Copy out the rows below verbatim, from the line containing "target: trailer wheel" through the line containing "M 30 185 L 27", with both of those lines included.

******

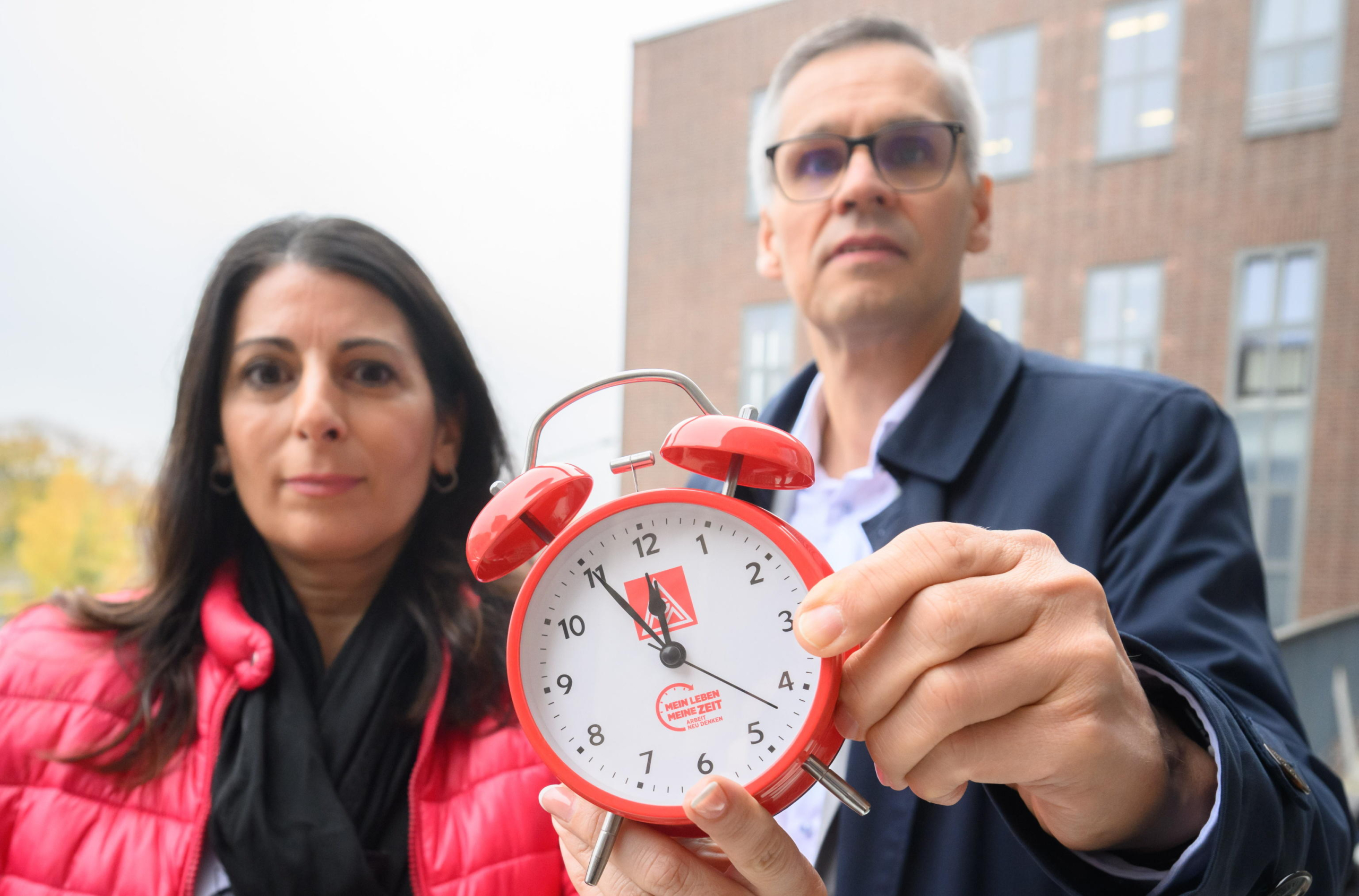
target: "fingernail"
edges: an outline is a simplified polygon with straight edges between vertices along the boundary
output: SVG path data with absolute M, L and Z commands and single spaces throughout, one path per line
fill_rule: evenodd
M 853 715 L 849 714 L 849 710 L 843 706 L 837 706 L 833 721 L 836 724 L 836 730 L 840 732 L 841 737 L 845 740 L 859 740 L 859 724 L 853 721 Z
M 840 607 L 826 604 L 817 607 L 798 616 L 798 631 L 802 638 L 815 646 L 824 648 L 840 637 L 845 630 L 845 619 L 840 615 Z
M 571 817 L 571 797 L 561 785 L 552 785 L 538 791 L 538 805 L 549 815 L 567 821 Z
M 727 810 L 727 794 L 722 793 L 722 785 L 709 781 L 708 786 L 689 801 L 689 808 L 705 819 L 720 819 Z

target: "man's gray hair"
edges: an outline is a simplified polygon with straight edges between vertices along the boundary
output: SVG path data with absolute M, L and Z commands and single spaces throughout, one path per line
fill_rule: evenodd
M 805 34 L 779 60 L 769 79 L 769 87 L 764 92 L 760 109 L 756 113 L 754 126 L 750 129 L 750 183 L 756 190 L 756 198 L 764 208 L 769 202 L 773 189 L 773 171 L 765 149 L 779 138 L 779 119 L 783 114 L 783 91 L 788 81 L 807 65 L 811 60 L 832 50 L 840 50 L 858 43 L 905 43 L 913 46 L 930 58 L 939 68 L 939 80 L 943 87 L 945 102 L 949 111 L 966 129 L 959 144 L 962 167 L 968 172 L 968 179 L 976 182 L 981 167 L 981 140 L 985 126 L 985 111 L 981 107 L 981 98 L 972 80 L 972 69 L 968 60 L 957 50 L 938 46 L 924 34 L 911 27 L 900 19 L 887 16 L 864 15 L 851 19 L 841 19 L 824 24 L 815 31 Z

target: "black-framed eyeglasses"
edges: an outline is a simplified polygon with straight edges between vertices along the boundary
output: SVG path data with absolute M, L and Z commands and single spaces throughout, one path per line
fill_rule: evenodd
M 906 121 L 867 137 L 807 134 L 765 149 L 779 191 L 792 202 L 815 202 L 840 186 L 856 147 L 868 147 L 878 176 L 897 193 L 932 190 L 949 178 L 958 137 L 957 121 Z

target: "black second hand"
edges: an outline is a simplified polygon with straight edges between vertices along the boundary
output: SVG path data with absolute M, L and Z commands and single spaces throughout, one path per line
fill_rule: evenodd
M 648 648 L 651 648 L 652 650 L 659 650 L 659 649 L 660 649 L 660 648 L 658 648 L 656 645 L 654 645 L 654 643 L 650 643 L 650 642 L 647 643 L 647 646 L 648 646 Z M 772 707 L 772 709 L 779 709 L 777 706 L 775 706 L 773 703 L 771 703 L 771 702 L 769 702 L 769 701 L 766 701 L 765 698 L 762 698 L 762 696 L 756 696 L 754 694 L 752 694 L 752 692 L 750 692 L 750 691 L 747 691 L 746 688 L 741 687 L 739 684 L 734 684 L 734 683 L 728 682 L 727 679 L 722 677 L 720 675 L 713 675 L 712 672 L 709 672 L 708 669 L 703 668 L 701 665 L 694 665 L 693 662 L 689 662 L 688 660 L 685 660 L 685 661 L 684 661 L 684 664 L 685 664 L 685 665 L 692 665 L 693 668 L 699 669 L 699 671 L 700 671 L 700 672 L 703 672 L 704 675 L 708 675 L 708 676 L 711 676 L 711 677 L 715 677 L 715 679 L 718 679 L 719 682 L 722 682 L 722 683 L 723 683 L 723 684 L 726 684 L 727 687 L 734 687 L 734 688 L 737 688 L 738 691 L 741 691 L 741 692 L 742 692 L 742 694 L 745 694 L 746 696 L 754 696 L 754 698 L 756 698 L 757 701 L 760 701 L 760 702 L 761 702 L 761 703 L 764 703 L 765 706 L 769 706 L 769 707 Z

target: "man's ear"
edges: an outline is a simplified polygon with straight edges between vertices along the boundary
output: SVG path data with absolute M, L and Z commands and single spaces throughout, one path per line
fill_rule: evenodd
M 968 251 L 984 253 L 991 247 L 991 187 L 989 174 L 977 175 L 972 187 L 972 227 L 968 228 Z
M 458 468 L 458 458 L 462 456 L 462 428 L 463 413 L 461 407 L 439 414 L 439 422 L 434 432 L 432 466 L 435 472 L 442 477 Z
M 783 240 L 773 232 L 769 210 L 760 209 L 760 231 L 756 236 L 756 273 L 768 280 L 783 280 Z

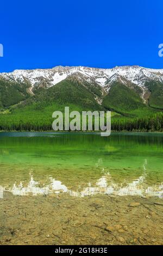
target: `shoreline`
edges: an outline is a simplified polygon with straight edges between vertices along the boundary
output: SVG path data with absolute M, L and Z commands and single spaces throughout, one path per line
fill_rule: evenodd
M 163 245 L 158 198 L 5 192 L 2 200 L 0 245 Z

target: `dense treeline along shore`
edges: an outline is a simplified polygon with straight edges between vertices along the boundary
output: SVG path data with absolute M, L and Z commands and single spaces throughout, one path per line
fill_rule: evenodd
M 1 117 L 1 131 L 52 131 L 53 119 L 46 117 L 42 120 L 37 120 L 36 117 L 32 117 L 27 120 L 20 117 L 10 115 L 9 121 L 3 119 Z M 127 118 L 112 118 L 111 120 L 112 131 L 142 131 L 142 132 L 162 132 L 163 114 L 160 113 L 151 117 L 142 119 L 131 120 Z

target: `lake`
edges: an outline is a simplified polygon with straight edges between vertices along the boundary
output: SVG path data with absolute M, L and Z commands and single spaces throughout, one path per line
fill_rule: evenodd
M 1 132 L 0 243 L 161 243 L 162 230 L 154 234 L 150 221 L 153 217 L 158 228 L 162 227 L 162 157 L 159 133 L 112 133 L 102 137 L 86 132 Z M 146 233 L 141 239 L 137 235 L 131 243 L 131 231 L 123 235 L 123 230 L 126 233 L 125 227 L 131 226 L 130 218 L 141 215 L 137 234 L 145 225 L 142 229 L 149 229 L 151 235 L 146 241 Z M 119 230 L 122 234 L 117 233 L 117 239 L 108 236 L 108 222 L 121 225 L 115 230 L 116 235 Z M 26 240 L 20 230 L 27 233 Z M 158 240 L 152 242 L 154 237 Z

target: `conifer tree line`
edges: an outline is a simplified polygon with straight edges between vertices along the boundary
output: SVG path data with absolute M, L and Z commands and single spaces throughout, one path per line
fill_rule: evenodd
M 27 117 L 26 118 L 14 117 L 3 119 L 5 115 L 1 115 L 0 131 L 52 131 L 53 120 L 50 118 Z M 163 131 L 163 113 L 160 112 L 141 118 L 112 118 L 112 131 Z

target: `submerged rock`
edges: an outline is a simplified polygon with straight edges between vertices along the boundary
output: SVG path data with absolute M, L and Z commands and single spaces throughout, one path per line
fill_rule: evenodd
M 138 203 L 137 202 L 135 202 L 130 203 L 128 206 L 130 207 L 137 207 L 137 206 L 139 206 L 140 205 L 140 203 Z

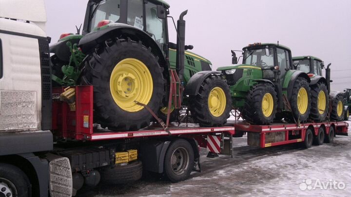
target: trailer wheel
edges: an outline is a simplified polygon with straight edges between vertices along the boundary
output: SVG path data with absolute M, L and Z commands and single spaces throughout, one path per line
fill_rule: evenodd
M 148 126 L 164 95 L 163 69 L 141 42 L 110 40 L 84 62 L 82 83 L 94 86 L 94 118 L 110 129 L 136 130 Z
M 190 143 L 185 140 L 173 142 L 166 153 L 164 172 L 173 182 L 184 180 L 193 170 L 194 162 L 194 150 Z
M 30 185 L 27 176 L 20 168 L 0 163 L 0 196 L 29 197 Z
M 269 125 L 275 117 L 276 108 L 276 92 L 273 86 L 258 84 L 248 93 L 242 115 L 255 125 Z
M 324 142 L 325 132 L 323 127 L 319 127 L 318 134 L 314 137 L 314 143 L 316 145 L 322 145 Z
M 101 181 L 107 184 L 127 183 L 142 176 L 142 163 L 136 161 L 126 165 L 107 166 L 100 170 Z
M 293 85 L 290 104 L 295 120 L 304 123 L 307 120 L 311 110 L 311 90 L 307 80 L 297 77 Z M 288 120 L 292 120 L 288 117 Z
M 192 117 L 201 126 L 220 126 L 227 123 L 232 109 L 232 97 L 227 83 L 220 76 L 210 76 L 198 93 L 190 97 Z
M 313 143 L 313 135 L 312 130 L 310 128 L 306 130 L 305 135 L 305 141 L 304 141 L 304 147 L 306 148 L 309 148 L 312 146 Z
M 334 136 L 335 135 L 335 131 L 334 131 L 334 128 L 332 126 L 331 126 L 329 128 L 329 133 L 328 135 L 326 135 L 325 138 L 324 139 L 324 142 L 326 143 L 331 143 L 334 140 Z
M 339 94 L 332 98 L 332 111 L 331 119 L 335 121 L 341 121 L 345 118 L 343 97 Z
M 329 106 L 328 89 L 324 83 L 317 84 L 311 87 L 311 109 L 310 117 L 314 122 L 325 120 Z

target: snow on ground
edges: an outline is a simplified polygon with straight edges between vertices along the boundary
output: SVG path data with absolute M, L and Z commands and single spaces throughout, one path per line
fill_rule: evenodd
M 193 172 L 186 181 L 171 183 L 148 177 L 131 184 L 99 185 L 79 196 L 351 196 L 351 136 L 337 136 L 333 143 L 308 149 L 296 144 L 253 147 L 246 137 L 234 139 L 233 158 L 207 158 L 203 149 L 202 172 Z M 331 187 L 332 181 L 340 187 Z M 327 189 L 321 189 L 323 184 Z

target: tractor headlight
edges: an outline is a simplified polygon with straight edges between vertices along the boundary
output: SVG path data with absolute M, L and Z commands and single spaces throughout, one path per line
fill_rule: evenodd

******

• **Correct response**
target: trailer wheel
edges: an outline is a simplified polygon with straight edges between vertices along the boundary
output: SVG path data with absolute M, L and Z commands and single spaces throughout, one path per line
fill_rule: evenodd
M 148 126 L 164 95 L 163 69 L 141 42 L 110 40 L 84 62 L 82 83 L 94 86 L 94 118 L 110 129 L 136 130 Z
M 190 143 L 185 140 L 173 142 L 166 153 L 164 172 L 173 182 L 184 180 L 193 170 L 194 162 L 194 150 Z
M 30 185 L 27 176 L 20 168 L 0 163 L 0 196 L 29 197 Z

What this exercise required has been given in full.